**DIRECTIONS**
Can you pull out the stretch of the material below from the line containing "Annotate each instance of the wooden deck board" through the final line, copying each line without any change?

--- START OF RECORDS TO PROCESS ---

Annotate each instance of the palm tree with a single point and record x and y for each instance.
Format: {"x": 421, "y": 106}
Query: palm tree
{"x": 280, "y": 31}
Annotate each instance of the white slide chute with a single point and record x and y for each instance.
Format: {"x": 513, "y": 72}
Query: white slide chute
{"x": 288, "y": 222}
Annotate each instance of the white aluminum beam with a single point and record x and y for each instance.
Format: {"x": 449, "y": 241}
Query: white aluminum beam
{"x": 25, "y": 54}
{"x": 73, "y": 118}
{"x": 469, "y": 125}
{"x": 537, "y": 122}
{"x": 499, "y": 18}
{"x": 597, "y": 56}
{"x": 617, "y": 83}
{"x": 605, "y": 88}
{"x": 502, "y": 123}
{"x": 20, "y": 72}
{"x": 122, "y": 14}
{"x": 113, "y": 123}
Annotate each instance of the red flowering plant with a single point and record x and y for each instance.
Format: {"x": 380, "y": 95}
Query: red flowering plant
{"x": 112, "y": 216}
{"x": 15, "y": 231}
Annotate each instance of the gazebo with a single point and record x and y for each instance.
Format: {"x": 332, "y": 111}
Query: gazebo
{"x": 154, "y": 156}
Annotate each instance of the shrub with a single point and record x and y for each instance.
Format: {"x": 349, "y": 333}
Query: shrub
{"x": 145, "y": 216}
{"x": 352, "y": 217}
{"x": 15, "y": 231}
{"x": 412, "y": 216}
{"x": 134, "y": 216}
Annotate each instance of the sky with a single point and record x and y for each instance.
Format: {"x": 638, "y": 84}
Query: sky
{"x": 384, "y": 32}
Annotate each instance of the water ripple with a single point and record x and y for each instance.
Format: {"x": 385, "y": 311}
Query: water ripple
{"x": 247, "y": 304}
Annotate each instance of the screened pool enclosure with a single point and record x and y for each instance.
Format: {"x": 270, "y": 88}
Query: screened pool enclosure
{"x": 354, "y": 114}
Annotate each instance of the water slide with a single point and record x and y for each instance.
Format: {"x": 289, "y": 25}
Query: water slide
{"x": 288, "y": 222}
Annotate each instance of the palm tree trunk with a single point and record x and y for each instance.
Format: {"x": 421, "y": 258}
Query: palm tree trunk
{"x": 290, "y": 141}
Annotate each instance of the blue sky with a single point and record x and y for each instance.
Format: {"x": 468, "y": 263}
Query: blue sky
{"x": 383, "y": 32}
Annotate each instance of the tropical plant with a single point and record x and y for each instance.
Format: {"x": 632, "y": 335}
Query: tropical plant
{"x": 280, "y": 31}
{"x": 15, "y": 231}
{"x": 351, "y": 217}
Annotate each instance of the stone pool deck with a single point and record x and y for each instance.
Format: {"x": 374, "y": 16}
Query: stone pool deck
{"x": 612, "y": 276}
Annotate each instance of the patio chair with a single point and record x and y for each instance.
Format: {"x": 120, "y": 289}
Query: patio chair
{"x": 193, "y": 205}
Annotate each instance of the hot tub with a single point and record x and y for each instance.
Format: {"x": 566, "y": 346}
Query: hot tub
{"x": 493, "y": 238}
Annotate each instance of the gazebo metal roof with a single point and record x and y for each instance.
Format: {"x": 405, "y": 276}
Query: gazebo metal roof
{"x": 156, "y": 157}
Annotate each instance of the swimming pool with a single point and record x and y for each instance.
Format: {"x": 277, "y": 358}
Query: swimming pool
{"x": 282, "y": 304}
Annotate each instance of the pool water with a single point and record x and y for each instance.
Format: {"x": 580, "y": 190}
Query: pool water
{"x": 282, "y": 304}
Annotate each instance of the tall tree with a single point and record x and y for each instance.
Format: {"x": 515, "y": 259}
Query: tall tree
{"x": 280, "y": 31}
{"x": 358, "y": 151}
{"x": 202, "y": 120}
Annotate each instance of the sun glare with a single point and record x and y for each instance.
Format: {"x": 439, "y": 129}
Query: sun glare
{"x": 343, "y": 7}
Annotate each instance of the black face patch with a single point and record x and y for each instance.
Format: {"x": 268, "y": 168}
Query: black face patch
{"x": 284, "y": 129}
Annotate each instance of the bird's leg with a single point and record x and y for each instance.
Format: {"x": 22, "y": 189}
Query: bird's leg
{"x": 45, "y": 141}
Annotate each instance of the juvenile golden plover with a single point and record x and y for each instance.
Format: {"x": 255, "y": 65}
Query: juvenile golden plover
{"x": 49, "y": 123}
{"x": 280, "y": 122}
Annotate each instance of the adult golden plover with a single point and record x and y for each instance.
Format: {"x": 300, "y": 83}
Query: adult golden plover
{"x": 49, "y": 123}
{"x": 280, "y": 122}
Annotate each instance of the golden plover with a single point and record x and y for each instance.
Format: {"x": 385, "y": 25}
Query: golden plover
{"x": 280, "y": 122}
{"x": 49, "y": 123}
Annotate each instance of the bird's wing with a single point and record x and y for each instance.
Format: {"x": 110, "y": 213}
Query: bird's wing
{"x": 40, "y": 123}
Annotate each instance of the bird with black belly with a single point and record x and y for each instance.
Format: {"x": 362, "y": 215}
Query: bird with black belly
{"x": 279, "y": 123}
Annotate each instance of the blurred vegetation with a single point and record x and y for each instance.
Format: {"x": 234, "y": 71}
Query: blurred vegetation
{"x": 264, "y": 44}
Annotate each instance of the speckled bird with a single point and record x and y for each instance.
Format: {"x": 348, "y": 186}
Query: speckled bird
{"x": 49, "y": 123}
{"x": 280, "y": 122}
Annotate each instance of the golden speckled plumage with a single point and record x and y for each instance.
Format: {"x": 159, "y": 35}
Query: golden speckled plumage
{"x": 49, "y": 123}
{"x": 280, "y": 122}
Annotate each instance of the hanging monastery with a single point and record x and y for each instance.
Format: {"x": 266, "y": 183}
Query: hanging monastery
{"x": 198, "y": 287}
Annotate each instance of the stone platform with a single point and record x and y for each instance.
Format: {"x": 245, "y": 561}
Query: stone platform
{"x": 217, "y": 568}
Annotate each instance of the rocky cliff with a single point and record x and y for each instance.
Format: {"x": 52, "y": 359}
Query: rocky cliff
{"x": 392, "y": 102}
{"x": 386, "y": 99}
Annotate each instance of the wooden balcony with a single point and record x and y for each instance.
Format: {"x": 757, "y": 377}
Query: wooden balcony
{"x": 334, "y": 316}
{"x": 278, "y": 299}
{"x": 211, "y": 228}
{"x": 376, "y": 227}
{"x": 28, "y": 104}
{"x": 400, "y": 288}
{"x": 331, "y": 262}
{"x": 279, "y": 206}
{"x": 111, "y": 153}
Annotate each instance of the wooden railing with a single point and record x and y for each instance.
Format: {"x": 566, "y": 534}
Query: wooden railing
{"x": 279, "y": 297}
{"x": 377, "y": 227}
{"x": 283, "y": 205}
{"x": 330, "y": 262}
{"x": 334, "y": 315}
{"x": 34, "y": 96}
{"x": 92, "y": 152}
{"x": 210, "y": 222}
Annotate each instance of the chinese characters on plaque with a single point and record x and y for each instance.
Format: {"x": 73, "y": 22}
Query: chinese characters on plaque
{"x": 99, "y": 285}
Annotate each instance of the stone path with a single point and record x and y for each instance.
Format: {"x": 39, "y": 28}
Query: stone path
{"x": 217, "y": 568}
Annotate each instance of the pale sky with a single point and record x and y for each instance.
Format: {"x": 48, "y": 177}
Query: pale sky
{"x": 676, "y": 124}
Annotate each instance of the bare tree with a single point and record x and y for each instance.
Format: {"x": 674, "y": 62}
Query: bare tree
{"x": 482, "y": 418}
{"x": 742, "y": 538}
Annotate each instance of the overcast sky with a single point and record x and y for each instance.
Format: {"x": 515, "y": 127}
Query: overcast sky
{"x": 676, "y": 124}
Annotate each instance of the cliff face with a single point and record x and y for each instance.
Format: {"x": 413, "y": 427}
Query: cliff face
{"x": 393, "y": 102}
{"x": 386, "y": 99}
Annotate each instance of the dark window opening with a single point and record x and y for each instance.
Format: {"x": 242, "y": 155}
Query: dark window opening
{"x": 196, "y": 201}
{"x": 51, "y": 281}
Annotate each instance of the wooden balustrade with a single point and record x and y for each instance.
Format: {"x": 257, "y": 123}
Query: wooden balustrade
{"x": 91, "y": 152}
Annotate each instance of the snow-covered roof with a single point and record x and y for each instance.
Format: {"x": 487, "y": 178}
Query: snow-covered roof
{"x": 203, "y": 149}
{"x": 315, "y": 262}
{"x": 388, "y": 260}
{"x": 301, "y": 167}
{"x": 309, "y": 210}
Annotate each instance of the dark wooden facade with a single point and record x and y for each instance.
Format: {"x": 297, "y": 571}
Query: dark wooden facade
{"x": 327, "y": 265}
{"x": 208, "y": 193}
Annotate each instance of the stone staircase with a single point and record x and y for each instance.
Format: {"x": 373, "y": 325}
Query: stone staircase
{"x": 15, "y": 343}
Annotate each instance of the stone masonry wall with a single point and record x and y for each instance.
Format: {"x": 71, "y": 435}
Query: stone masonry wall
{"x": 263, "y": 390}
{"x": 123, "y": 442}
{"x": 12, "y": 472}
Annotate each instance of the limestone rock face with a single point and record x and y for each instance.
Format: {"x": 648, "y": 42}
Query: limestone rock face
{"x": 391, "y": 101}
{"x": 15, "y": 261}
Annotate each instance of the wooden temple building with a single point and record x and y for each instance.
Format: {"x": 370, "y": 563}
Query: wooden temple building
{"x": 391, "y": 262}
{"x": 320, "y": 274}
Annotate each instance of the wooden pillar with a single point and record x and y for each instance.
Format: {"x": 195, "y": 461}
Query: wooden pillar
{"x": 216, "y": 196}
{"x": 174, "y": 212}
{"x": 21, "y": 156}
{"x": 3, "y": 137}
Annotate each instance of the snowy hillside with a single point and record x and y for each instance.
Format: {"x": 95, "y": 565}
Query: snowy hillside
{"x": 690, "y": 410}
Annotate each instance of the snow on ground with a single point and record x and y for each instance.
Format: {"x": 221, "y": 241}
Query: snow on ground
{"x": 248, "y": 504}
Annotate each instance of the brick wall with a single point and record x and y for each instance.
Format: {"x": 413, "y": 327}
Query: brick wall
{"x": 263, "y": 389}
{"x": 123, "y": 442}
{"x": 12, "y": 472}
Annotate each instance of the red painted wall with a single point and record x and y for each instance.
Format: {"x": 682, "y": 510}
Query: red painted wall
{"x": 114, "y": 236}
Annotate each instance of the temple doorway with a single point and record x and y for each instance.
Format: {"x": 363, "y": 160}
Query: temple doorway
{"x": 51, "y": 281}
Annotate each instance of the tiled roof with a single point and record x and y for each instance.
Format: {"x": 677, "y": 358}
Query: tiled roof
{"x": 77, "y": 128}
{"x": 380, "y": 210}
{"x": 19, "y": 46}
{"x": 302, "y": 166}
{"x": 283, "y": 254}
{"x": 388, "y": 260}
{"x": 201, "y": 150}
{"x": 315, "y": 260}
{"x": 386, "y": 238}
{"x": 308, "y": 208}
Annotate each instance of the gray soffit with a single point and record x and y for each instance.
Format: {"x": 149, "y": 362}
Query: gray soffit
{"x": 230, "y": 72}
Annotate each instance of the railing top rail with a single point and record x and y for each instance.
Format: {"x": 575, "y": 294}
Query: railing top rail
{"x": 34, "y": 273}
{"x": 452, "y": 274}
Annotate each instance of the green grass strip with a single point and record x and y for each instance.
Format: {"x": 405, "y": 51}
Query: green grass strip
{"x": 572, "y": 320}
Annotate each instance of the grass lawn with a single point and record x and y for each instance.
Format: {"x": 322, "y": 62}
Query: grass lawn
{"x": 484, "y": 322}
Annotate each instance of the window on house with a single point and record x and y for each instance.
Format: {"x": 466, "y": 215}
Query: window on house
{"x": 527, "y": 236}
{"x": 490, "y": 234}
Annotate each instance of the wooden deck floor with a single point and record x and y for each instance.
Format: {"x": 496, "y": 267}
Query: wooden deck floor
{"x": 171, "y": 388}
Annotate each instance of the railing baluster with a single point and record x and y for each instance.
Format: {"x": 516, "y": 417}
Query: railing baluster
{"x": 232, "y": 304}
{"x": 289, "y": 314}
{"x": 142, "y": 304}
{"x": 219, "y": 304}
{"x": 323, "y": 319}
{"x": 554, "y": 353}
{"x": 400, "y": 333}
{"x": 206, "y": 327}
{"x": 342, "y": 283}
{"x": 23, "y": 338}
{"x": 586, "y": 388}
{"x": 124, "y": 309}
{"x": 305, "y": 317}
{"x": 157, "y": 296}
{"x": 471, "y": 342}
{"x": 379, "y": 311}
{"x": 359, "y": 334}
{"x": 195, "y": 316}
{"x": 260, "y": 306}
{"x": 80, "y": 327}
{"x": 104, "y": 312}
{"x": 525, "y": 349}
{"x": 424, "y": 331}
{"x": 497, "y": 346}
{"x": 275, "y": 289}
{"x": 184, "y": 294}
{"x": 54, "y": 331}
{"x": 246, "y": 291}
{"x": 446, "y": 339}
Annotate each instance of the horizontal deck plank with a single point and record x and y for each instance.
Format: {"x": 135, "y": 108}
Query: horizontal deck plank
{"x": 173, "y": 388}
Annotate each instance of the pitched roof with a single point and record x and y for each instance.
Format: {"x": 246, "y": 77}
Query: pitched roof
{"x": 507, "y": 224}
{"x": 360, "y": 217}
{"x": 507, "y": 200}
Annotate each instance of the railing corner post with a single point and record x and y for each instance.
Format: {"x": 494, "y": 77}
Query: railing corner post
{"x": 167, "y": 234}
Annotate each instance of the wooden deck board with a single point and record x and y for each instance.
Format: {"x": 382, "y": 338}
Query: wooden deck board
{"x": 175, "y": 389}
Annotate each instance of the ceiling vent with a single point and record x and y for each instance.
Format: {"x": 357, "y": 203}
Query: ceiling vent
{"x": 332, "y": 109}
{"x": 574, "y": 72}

--- END OF RECORDS TO PROCESS ---

**SOLUTION TO THIS TASK**
Annotate each instance of the wooden deck board with a single point and record x and y for each instance.
Format: {"x": 382, "y": 338}
Query: wooden deck board
{"x": 175, "y": 389}
Annotate each instance of the ceiling vent with a single point and record x and y for each instance.
Format: {"x": 357, "y": 203}
Query: ceiling vent
{"x": 332, "y": 109}
{"x": 574, "y": 72}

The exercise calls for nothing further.